Format the records, from the start of the records through the line containing "(1062, 289)", as a two-column CSV with the headers record_text and answer_points. Give one row per record, with its text and its answer each in a single quoted field and line breaks replaced by spaces.
___ Input material
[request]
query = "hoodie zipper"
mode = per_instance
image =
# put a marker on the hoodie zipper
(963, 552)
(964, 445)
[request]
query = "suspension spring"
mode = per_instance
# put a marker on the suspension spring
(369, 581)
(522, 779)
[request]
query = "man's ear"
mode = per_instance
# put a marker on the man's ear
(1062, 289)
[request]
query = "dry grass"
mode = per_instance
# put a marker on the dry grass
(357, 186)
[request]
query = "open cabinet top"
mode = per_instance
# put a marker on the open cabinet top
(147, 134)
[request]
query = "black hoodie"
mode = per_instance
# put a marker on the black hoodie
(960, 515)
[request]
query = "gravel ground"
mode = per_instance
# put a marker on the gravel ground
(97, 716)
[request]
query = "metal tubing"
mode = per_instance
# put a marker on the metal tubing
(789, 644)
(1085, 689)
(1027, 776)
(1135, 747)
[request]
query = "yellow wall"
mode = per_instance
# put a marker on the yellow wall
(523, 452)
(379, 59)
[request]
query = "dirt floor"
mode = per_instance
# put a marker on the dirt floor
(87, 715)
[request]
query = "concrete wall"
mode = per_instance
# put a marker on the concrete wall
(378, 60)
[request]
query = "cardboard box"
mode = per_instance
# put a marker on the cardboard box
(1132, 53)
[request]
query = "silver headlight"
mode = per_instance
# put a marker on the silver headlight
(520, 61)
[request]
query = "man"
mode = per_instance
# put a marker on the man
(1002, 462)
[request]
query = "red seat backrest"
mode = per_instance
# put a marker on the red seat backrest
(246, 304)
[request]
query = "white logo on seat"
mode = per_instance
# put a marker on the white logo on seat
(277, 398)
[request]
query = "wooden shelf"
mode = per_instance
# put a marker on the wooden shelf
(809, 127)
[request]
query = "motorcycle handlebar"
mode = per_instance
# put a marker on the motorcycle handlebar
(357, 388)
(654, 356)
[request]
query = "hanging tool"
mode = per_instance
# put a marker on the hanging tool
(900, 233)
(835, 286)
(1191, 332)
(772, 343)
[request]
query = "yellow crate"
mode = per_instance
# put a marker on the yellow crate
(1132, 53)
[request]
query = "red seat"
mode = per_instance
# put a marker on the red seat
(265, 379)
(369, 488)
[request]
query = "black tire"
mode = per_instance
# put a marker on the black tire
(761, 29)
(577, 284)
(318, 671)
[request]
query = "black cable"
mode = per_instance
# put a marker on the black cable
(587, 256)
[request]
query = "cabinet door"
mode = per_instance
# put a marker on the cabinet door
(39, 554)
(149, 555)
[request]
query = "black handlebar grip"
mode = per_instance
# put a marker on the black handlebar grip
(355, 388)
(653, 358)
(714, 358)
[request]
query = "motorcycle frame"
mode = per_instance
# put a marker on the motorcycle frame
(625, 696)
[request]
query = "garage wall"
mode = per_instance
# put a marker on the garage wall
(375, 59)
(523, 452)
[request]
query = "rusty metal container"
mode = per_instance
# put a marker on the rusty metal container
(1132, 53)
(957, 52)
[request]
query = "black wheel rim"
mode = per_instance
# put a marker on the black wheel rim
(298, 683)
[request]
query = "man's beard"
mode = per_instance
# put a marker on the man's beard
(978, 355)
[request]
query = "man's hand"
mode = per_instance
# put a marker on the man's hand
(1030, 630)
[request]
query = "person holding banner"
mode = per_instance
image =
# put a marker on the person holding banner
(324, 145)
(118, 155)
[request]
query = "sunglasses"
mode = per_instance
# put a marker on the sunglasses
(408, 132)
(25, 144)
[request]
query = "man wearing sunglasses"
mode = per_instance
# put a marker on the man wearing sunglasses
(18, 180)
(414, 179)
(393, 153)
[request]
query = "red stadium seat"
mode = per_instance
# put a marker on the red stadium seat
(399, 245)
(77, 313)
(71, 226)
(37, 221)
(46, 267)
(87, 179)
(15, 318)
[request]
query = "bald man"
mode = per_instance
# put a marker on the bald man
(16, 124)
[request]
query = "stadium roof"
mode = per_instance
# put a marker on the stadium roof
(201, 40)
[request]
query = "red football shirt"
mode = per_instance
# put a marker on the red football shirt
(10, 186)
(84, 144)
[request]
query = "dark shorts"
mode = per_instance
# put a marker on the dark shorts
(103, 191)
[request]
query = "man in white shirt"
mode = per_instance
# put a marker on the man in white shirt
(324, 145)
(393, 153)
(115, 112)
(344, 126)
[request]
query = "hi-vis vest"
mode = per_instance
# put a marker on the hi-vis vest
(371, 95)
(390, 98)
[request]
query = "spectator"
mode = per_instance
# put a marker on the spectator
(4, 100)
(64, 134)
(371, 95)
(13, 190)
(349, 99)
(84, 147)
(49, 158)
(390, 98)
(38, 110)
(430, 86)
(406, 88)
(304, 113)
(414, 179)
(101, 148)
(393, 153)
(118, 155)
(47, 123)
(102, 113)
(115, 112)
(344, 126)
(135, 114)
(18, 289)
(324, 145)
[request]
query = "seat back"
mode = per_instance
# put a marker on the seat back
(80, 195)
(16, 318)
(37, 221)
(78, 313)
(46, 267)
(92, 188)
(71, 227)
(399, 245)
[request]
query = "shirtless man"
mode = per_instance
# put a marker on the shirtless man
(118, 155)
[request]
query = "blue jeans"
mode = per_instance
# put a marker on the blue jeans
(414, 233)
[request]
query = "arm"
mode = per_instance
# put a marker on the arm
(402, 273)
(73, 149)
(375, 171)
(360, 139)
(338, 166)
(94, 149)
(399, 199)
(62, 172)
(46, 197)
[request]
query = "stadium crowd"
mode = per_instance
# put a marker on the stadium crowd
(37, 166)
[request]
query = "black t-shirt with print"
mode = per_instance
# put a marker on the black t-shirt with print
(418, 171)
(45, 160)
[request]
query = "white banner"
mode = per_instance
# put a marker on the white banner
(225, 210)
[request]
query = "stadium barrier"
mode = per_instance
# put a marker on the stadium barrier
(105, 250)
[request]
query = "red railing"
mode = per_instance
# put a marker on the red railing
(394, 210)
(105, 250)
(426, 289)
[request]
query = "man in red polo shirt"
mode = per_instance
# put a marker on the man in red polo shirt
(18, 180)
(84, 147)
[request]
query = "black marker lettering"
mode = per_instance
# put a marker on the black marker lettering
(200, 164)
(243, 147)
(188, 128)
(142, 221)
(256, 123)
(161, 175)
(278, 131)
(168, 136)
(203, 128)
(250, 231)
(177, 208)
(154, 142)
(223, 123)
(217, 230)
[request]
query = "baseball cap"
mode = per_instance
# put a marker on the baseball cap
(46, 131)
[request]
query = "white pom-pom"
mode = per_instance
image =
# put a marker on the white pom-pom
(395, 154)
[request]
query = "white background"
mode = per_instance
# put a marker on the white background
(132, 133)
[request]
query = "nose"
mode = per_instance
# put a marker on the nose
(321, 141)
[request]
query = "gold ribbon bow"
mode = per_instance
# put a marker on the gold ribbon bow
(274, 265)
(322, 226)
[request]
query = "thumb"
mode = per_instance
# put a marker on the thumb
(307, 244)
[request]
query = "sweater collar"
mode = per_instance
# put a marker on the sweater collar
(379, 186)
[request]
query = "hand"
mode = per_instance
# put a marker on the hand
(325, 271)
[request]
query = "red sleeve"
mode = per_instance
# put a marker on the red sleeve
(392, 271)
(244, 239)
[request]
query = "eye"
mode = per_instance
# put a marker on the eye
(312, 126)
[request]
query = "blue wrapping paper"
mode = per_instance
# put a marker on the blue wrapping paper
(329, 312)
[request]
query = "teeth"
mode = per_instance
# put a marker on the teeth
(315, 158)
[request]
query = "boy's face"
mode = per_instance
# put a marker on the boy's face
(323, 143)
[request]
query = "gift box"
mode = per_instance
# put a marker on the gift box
______
- The solution
record_text,answer_points
"[request] query = ""hoodie zipper"" mode = per_instance image = # put a marker on the hoodie zipper","(963, 552) (964, 445)"
"[request] query = ""suspension spring"" mode = per_instance # put a marker on the suspension spring","(369, 581) (522, 779)"
"[request] query = ""man's ear"" mode = per_instance # put a marker on the man's ear","(1062, 289)"